Task instructions:
Reproduce the records below exactly, but only between the lines holding "boat with white" and "bed, then give the position of each instance.", inclusive.

Data for this task:
* * * * * * * * *

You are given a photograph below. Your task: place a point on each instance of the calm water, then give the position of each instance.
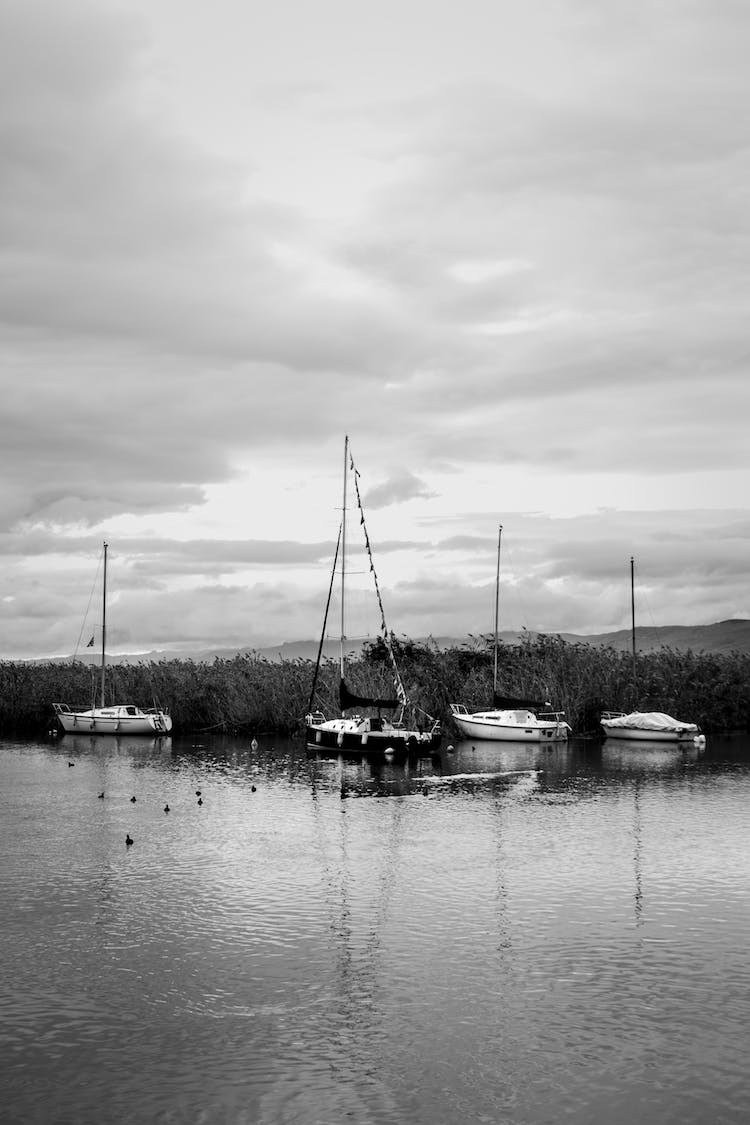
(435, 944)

* * * * * * * * *

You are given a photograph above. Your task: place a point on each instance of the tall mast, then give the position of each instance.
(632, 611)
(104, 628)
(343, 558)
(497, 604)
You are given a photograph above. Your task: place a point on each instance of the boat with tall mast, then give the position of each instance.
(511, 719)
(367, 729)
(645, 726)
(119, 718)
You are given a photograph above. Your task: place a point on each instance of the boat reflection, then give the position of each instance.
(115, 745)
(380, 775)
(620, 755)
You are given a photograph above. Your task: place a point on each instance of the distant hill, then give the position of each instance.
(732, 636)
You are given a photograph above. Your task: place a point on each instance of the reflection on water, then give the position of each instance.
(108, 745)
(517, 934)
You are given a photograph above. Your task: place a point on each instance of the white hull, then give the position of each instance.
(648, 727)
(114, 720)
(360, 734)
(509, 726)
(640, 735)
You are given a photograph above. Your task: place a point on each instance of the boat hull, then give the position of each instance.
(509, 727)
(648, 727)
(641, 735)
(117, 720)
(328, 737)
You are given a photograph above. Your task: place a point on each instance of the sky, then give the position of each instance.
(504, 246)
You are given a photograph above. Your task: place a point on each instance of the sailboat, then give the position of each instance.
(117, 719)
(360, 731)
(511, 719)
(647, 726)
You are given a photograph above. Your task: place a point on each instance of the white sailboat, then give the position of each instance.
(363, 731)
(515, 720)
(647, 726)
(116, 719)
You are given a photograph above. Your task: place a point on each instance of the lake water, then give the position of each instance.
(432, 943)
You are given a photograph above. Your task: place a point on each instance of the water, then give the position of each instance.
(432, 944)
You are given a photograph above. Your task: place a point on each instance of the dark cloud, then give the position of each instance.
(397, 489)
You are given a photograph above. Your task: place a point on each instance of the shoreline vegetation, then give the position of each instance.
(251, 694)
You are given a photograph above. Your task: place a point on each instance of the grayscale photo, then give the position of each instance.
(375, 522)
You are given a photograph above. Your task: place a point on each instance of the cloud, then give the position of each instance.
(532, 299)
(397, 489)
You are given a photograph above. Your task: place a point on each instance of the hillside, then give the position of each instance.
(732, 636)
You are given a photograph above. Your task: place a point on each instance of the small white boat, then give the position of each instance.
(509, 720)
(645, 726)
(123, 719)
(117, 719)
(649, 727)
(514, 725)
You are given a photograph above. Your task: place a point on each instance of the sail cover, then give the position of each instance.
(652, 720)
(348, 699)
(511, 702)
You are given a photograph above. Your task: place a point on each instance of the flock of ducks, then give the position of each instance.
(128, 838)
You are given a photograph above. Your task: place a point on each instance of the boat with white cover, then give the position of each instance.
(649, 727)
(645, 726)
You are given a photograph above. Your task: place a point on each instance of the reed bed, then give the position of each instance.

* * * * * * * * *

Response to the exercise:
You are given a photograph above. Your task: place a point on each instance of the boat with white cover, then give the position of each instance.
(649, 727)
(645, 726)
You are given a photograph above. Your task: place a point on each instance of the reed bed, then give the position of each instance.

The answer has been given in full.